**Your tasks:**
[1] Decide whether each statement agrees with the passage on cache coherence interoperability. Answer yes or no for each, quoting the words of the passage that decide it. (a) Each EBB88 evaluation board carries two ThunderX-1 processors. (b) Xilinx donated the VCU118 boards. (c) ECI is an implementation of the coherence protocol on the FPGA.
[2] Carry the passage on cache coherence interoperability forward with a new paragraph that begins after its last sentence.

BEGIN Text segment

Adventures in Cache Coherence Interoperability
As we’ve said many times, a key feature of Enzian as a research computer is the low-level access to the cache coherency protocol, which in our case is the native inter-socket protocol implemented by the ThunderX-1 CPU.
Marvell (then Cavium) were wonderfully helpful in furnishing us with internal documentation, access to the engineers (themselves very helpful and encouraging), and even providing us with the two EBB88 evaluation boards. These boards have a single ThunderX-1 processor, but also 3 connectors which bring out the coherency protocol (8 lanes on each).
We built Enzian 2 by connecting each of these boards to a Xilinx VCU118 board (generously donated by Xilinx) via an adapter board that David Cock designed at ETH Zurich, and these two machines remain our main hardware platform until the new, single Enzian 3 boards are ready for system bringup.
A critical use of these boards is to implement ECI, the Enzian Coherence Interface, which is our implementation of the coherence protocol on the FPGA.

END Text segment
BEGIN Dataset

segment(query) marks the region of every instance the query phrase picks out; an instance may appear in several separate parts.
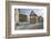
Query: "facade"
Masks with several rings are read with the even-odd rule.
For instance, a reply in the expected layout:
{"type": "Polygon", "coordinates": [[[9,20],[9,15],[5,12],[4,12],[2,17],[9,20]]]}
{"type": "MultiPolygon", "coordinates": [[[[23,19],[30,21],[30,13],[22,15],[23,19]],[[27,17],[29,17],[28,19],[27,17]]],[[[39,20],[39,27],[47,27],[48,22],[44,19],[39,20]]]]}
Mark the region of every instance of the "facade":
{"type": "Polygon", "coordinates": [[[30,13],[30,24],[35,24],[35,23],[38,23],[38,16],[33,11],[31,11],[31,13],[30,13]]]}

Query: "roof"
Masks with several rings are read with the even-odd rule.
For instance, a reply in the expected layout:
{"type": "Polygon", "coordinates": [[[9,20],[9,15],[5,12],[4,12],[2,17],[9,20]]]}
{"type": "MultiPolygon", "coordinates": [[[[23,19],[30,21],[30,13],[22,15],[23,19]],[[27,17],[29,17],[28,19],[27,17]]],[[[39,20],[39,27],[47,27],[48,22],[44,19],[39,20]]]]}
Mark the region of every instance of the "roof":
{"type": "Polygon", "coordinates": [[[30,16],[37,16],[37,14],[33,12],[33,11],[31,11],[31,13],[30,13],[30,16]]]}

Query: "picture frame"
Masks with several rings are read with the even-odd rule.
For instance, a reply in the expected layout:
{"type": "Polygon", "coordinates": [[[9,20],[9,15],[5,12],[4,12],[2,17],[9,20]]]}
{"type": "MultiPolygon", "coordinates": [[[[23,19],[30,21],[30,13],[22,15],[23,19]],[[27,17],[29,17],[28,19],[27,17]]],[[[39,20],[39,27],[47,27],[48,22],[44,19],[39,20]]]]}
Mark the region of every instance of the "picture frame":
{"type": "MultiPolygon", "coordinates": [[[[14,12],[13,12],[13,14],[14,14],[14,12]]],[[[6,1],[6,37],[8,39],[9,38],[24,38],[24,37],[42,37],[42,36],[49,36],[49,35],[50,35],[50,3],[38,3],[38,2],[26,2],[26,1],[24,2],[22,2],[22,1],[6,1]],[[45,21],[47,25],[44,24],[44,26],[47,28],[45,29],[47,31],[43,30],[43,32],[42,32],[41,29],[39,29],[38,31],[34,29],[34,32],[37,32],[37,34],[34,34],[33,30],[29,29],[32,32],[23,30],[27,34],[24,34],[23,31],[22,31],[22,34],[21,32],[20,34],[19,32],[13,34],[13,29],[11,29],[11,28],[14,25],[14,22],[12,22],[12,25],[11,25],[11,21],[13,20],[13,18],[11,20],[11,17],[14,17],[14,16],[11,16],[12,15],[11,13],[14,11],[14,9],[17,10],[18,5],[20,5],[20,6],[26,5],[26,8],[31,8],[31,9],[34,5],[37,8],[38,6],[45,6],[47,8],[47,21],[45,21]]]]}

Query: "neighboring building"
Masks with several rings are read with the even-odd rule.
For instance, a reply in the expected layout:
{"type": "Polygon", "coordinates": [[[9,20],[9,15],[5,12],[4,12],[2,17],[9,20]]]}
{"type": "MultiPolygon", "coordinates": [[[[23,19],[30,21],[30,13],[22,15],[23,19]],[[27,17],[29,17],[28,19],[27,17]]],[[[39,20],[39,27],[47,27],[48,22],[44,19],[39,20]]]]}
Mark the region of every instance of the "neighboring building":
{"type": "Polygon", "coordinates": [[[30,13],[30,23],[35,24],[37,22],[38,22],[38,16],[33,11],[31,11],[31,13],[30,13]]]}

END Dataset

**List of answers:**
[1]
(a) No: "These boards have a single ThunderX-1 processor"
(b) Yes: "a Xilinx VCU118 board (generously donated by Xilinx)"
(c) Yes: "which is our implementation of the coherence protocol on the FPGA"

[2]
As anyone who has had to interoperate with a complex protocol by hand knows, the documentation is rarely quite enough to get things working
- even if the other implementation with which you are trying to interoperate is quite robust. This is the case with the ThunderX - not only is the protocol quite tolerant to timing variations and occasional bit errors, there are also a lot diagnostic features on the processor to help you figure out what is going wrong (including an on-board logic analyzer).
However, following the documentation and working by trial-and-error only got us so far with some annoying bugs in our work that were proving hard to fix. In the end, we decided we needed a set of reference traces of the protocol working correctly.
To this end, we rearranged the trolley which holds our two Enzian 2 prototypes. We connected 8 lanes of the coherence link from one EBB88 board right across to the other, via a passive tap which fed into one of the FPGA boards, like this:
This involved clipping this hardware to the side of the trolley:
Turning on both EBB88s causes them to boot as a single 2-socket NUMA system (which is a very cool hardware feature we’ve relied on a lot). We programmed the FPGA to capture all the coherence traffic it saw and dump it to disk, and we captured traces booting Linux, BSD, etc.
Now we needed to make sense of these traces, and this is where Jakob Meier came in. His Masters dissertation (Tools for Cache Coherence Protocol Interoperability, completed a few weeks ago) was about tools and techniques to analyze these traces and use them to help us debug our own FPGA implementation.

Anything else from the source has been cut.